[Point-per-instance localization data]

:::

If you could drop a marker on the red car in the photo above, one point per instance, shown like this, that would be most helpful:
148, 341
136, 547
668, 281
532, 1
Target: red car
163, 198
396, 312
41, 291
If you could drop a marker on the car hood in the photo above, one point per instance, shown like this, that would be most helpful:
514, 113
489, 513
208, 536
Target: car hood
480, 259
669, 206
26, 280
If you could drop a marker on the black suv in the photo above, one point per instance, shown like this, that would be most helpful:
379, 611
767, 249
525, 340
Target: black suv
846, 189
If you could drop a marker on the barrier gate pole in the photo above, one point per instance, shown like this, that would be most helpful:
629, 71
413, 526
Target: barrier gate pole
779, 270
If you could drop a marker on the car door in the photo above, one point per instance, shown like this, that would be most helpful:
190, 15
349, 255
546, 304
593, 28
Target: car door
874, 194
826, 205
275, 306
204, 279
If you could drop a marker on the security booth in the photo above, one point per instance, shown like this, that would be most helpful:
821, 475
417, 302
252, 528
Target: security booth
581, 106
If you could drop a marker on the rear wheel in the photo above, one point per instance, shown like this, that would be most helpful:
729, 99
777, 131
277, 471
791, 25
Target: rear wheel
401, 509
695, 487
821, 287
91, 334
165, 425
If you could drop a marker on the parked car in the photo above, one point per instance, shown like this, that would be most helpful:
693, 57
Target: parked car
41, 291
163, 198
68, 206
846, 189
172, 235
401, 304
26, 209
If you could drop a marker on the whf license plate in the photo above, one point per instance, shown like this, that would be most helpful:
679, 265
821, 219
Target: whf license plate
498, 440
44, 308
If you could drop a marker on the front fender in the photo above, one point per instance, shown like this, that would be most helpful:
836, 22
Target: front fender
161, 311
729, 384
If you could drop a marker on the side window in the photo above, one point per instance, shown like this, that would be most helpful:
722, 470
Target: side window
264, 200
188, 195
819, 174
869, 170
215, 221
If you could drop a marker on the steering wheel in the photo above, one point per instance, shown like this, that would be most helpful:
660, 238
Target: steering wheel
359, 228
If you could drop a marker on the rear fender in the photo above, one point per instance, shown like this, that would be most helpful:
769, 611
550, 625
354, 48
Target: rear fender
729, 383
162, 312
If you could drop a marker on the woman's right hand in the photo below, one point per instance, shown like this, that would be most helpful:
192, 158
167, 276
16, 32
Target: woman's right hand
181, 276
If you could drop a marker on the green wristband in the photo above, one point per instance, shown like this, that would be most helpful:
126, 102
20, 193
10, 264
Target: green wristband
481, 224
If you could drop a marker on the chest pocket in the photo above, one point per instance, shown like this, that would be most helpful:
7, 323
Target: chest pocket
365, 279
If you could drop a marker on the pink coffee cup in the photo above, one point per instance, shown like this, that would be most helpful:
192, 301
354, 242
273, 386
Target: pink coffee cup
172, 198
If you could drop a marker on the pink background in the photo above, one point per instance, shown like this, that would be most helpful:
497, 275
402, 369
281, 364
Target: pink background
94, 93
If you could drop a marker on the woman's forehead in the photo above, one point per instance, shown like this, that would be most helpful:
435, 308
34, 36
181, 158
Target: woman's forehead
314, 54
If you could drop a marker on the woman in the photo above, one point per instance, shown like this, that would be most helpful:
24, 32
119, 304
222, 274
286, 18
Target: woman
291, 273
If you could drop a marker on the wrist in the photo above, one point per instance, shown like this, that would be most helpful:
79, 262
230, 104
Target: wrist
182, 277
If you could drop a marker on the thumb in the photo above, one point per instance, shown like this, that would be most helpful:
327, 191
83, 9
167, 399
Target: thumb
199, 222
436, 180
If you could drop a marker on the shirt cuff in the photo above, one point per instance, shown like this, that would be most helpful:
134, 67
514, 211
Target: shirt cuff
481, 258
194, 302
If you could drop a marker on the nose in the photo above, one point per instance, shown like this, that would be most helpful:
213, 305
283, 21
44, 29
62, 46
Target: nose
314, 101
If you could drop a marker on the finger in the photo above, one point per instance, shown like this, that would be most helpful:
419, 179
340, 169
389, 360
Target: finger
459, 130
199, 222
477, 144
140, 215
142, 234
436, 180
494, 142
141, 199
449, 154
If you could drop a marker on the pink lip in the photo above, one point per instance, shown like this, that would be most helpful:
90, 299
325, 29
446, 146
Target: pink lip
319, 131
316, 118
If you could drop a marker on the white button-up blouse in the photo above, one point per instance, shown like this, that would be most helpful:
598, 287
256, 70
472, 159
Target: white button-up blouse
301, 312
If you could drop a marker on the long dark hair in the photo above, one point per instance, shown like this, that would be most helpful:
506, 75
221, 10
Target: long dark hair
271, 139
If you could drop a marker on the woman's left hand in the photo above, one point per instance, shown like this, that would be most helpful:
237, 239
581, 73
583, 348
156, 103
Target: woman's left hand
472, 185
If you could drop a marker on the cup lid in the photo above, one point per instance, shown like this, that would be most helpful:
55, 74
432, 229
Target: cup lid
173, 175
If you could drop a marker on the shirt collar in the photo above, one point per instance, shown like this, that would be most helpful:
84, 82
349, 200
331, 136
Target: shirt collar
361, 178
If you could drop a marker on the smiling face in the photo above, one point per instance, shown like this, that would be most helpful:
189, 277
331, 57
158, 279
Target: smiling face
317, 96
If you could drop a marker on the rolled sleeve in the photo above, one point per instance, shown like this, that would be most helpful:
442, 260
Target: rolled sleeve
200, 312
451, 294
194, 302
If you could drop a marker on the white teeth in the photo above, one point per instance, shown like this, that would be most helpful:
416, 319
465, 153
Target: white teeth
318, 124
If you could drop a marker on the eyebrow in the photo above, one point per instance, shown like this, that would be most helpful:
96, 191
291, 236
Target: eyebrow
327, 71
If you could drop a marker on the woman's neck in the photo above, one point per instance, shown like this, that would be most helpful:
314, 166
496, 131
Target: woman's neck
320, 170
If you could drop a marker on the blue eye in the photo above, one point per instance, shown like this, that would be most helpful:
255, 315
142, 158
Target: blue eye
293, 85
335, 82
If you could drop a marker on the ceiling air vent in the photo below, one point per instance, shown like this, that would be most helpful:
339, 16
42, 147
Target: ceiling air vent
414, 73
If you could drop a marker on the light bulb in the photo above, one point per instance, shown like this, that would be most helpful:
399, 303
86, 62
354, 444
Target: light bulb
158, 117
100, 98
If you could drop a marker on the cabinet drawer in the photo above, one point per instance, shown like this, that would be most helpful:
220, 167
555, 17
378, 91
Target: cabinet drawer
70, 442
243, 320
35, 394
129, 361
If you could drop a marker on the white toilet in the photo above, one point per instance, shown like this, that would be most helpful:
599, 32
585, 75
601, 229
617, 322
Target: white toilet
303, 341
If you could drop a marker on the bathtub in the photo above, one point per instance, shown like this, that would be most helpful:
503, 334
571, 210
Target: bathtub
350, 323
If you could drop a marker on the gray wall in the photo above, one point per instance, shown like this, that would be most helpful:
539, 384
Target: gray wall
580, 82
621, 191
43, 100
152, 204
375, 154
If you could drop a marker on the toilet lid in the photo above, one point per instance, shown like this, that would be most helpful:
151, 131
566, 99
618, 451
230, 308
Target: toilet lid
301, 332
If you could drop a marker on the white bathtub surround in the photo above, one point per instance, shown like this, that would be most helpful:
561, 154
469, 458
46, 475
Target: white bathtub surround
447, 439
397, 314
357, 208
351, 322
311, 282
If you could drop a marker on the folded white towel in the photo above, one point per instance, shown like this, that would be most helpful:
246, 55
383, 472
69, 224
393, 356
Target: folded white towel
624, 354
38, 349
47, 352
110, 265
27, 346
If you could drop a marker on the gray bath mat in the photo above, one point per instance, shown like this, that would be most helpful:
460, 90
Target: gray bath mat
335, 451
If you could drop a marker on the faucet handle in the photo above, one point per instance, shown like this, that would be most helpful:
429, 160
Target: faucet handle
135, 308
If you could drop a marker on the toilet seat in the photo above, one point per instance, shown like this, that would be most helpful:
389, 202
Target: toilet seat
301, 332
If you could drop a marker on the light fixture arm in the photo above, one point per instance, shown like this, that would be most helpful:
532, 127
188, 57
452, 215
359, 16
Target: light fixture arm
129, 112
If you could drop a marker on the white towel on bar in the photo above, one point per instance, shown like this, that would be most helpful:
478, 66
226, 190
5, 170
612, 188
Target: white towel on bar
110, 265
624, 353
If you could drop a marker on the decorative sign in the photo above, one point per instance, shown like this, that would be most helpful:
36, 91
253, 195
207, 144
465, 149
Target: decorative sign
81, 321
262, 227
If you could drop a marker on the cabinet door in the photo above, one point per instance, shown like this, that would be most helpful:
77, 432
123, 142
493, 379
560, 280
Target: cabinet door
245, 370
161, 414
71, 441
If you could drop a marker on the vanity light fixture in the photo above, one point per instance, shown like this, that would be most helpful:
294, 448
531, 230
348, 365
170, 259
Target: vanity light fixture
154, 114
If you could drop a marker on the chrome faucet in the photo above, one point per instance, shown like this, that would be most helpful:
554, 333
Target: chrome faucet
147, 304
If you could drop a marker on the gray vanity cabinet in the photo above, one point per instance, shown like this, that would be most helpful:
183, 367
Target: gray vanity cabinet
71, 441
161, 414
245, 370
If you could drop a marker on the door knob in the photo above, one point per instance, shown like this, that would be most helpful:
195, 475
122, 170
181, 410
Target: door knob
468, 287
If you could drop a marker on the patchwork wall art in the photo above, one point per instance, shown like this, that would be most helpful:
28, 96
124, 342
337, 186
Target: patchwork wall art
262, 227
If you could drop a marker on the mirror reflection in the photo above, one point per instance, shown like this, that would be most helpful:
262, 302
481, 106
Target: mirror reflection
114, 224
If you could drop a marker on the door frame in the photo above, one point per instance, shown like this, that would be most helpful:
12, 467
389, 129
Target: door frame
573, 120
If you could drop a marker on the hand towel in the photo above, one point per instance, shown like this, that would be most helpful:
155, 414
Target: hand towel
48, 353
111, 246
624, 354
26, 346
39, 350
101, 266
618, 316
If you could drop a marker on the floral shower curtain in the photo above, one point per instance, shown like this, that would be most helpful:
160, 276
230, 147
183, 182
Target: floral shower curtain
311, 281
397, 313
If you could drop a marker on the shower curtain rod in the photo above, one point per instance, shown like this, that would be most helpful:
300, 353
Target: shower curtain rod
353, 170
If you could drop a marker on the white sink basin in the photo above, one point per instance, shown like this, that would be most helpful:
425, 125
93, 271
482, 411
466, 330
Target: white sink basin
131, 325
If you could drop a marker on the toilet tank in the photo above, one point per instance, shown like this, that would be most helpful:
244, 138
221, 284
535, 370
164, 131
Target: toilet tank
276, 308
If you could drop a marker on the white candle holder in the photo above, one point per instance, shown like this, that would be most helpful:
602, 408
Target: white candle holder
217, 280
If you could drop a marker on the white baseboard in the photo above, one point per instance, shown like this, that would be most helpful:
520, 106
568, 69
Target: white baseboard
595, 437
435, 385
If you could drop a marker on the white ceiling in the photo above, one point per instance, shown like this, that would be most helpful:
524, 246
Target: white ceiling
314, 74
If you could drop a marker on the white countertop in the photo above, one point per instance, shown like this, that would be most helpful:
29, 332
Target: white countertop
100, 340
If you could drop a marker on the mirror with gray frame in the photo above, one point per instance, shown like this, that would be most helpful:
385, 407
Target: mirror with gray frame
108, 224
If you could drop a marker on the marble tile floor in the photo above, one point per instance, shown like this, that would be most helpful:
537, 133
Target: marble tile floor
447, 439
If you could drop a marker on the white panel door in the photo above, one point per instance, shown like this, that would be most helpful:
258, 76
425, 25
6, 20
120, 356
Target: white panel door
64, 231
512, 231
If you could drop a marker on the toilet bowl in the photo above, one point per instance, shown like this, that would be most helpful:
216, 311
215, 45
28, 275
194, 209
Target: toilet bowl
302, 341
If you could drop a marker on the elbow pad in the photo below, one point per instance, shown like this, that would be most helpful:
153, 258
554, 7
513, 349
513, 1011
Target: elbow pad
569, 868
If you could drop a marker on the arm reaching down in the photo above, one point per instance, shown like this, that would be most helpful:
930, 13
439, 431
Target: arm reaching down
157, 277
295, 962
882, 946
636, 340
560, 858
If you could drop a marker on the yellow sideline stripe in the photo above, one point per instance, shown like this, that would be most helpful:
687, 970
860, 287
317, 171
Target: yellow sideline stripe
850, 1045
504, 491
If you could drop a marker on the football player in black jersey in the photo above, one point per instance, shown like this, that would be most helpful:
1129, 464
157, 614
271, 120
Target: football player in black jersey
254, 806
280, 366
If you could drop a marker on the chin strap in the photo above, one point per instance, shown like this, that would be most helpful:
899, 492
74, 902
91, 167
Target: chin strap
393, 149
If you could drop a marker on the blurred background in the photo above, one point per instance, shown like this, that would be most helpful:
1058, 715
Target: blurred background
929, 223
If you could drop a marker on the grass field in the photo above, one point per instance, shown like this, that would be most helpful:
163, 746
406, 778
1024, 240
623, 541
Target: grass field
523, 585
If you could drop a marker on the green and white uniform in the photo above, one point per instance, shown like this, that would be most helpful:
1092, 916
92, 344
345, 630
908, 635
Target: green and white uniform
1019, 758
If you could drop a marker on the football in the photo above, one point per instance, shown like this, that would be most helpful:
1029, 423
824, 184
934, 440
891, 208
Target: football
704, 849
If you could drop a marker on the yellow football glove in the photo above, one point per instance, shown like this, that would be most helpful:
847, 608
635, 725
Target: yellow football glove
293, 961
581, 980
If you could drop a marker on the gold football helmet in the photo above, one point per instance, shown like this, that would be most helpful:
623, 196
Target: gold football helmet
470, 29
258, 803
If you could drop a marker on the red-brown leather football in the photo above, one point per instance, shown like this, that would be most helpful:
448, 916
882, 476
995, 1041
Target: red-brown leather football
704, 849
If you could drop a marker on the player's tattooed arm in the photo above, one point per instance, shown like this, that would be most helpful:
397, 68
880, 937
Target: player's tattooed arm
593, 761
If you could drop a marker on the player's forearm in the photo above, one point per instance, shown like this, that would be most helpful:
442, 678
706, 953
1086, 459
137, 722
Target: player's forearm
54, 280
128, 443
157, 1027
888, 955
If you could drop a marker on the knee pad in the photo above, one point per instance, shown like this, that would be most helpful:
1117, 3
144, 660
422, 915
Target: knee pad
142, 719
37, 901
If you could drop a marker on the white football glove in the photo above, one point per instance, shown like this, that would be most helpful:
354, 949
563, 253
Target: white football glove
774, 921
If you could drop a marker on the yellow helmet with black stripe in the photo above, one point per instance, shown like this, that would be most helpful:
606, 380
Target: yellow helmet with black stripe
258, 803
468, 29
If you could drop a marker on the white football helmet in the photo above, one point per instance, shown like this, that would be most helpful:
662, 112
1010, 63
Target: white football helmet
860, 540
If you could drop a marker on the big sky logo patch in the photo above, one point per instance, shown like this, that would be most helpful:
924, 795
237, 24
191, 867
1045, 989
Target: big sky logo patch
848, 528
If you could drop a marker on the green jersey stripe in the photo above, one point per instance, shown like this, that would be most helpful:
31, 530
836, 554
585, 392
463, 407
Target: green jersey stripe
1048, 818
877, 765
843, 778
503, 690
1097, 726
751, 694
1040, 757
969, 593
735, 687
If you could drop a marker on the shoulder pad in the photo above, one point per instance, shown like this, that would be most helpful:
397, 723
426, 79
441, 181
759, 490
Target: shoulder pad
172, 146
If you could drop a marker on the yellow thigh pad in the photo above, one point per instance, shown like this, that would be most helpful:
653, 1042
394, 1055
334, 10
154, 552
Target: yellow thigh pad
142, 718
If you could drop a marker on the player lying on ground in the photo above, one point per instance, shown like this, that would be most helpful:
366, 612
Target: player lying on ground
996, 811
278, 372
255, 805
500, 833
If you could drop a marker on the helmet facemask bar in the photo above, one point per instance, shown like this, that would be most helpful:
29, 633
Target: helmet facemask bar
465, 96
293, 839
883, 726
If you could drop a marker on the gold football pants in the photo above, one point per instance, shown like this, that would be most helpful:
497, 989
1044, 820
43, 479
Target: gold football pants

:::

* _TASK DETAILS_:
In these entries, please give the number of lines holding the string "below" and nothing more.

* _RESPONSE FOR THIS EXERCISE_:
3